YOUR ASSIGNMENT: Determine how many lines in the material hold the string "blue", then reply with that number only.

DATA:
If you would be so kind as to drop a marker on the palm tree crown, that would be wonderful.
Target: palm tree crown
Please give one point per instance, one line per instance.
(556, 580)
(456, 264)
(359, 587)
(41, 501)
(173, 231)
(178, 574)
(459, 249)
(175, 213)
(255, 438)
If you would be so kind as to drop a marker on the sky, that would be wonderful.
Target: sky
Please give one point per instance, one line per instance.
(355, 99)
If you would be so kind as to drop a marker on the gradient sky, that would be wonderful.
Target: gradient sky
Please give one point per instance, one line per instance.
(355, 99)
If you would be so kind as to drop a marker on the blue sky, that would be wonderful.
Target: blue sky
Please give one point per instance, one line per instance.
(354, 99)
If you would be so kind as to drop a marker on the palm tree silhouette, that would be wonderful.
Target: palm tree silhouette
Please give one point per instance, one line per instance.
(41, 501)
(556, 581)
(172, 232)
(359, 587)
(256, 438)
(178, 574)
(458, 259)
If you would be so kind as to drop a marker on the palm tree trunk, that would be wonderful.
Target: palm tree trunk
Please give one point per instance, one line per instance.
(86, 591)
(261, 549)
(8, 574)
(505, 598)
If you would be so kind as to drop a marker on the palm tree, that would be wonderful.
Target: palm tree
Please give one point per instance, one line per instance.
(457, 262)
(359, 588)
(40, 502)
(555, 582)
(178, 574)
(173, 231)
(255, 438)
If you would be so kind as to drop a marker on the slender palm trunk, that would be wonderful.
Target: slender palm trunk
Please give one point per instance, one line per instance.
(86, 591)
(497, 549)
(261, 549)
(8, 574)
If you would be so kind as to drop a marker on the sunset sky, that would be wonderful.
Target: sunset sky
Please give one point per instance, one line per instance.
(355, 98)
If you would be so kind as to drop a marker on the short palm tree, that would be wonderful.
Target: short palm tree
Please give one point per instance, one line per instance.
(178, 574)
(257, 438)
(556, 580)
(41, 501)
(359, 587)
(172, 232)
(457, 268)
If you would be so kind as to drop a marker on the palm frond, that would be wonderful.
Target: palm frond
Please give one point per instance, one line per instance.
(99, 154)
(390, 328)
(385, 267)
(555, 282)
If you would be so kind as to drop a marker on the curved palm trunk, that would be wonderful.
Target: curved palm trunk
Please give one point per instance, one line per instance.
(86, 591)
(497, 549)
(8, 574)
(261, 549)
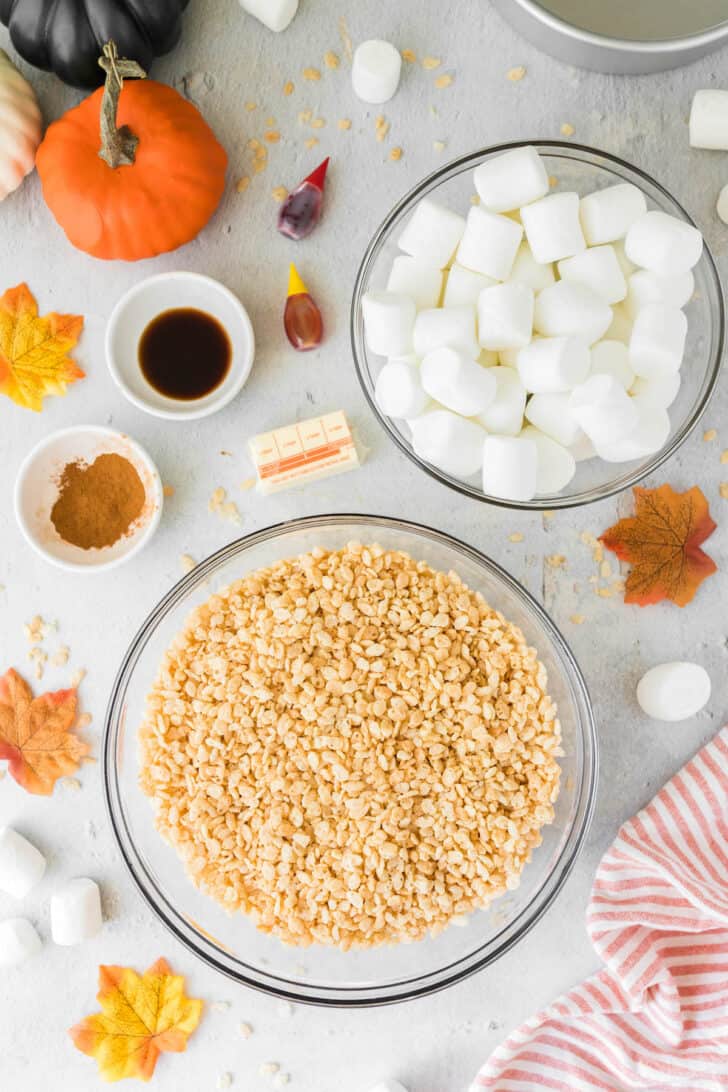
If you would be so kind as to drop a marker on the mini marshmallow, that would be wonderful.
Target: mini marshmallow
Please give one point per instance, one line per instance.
(398, 391)
(445, 325)
(505, 316)
(21, 864)
(526, 270)
(673, 691)
(658, 340)
(550, 414)
(604, 410)
(450, 442)
(556, 464)
(376, 71)
(464, 286)
(512, 179)
(551, 365)
(19, 941)
(608, 214)
(75, 912)
(432, 234)
(389, 321)
(457, 381)
(409, 276)
(489, 244)
(571, 309)
(664, 244)
(552, 227)
(275, 14)
(647, 287)
(659, 390)
(708, 120)
(504, 414)
(611, 358)
(598, 270)
(510, 467)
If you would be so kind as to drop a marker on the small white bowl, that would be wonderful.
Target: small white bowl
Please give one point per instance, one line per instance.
(163, 293)
(36, 491)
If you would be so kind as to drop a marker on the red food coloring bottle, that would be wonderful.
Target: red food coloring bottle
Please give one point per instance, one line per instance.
(301, 210)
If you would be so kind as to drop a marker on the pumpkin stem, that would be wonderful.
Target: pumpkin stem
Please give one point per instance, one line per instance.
(118, 145)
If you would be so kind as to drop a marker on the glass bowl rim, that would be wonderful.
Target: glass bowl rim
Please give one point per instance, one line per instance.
(429, 184)
(366, 996)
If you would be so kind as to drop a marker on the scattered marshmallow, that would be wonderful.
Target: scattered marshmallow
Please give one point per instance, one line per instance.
(457, 381)
(551, 365)
(389, 322)
(504, 414)
(75, 912)
(376, 71)
(450, 442)
(599, 270)
(432, 234)
(604, 410)
(21, 864)
(19, 941)
(658, 340)
(571, 309)
(673, 691)
(510, 467)
(409, 276)
(489, 244)
(510, 180)
(552, 227)
(608, 214)
(664, 244)
(453, 327)
(556, 463)
(708, 120)
(505, 316)
(275, 14)
(398, 391)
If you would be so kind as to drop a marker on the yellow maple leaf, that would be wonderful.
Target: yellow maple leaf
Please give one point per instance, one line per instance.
(34, 349)
(142, 1017)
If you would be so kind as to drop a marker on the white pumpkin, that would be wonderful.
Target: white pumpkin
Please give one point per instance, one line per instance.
(20, 127)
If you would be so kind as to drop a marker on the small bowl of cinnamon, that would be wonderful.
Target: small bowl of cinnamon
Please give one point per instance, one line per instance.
(87, 498)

RESULT OF THIS TASK: 2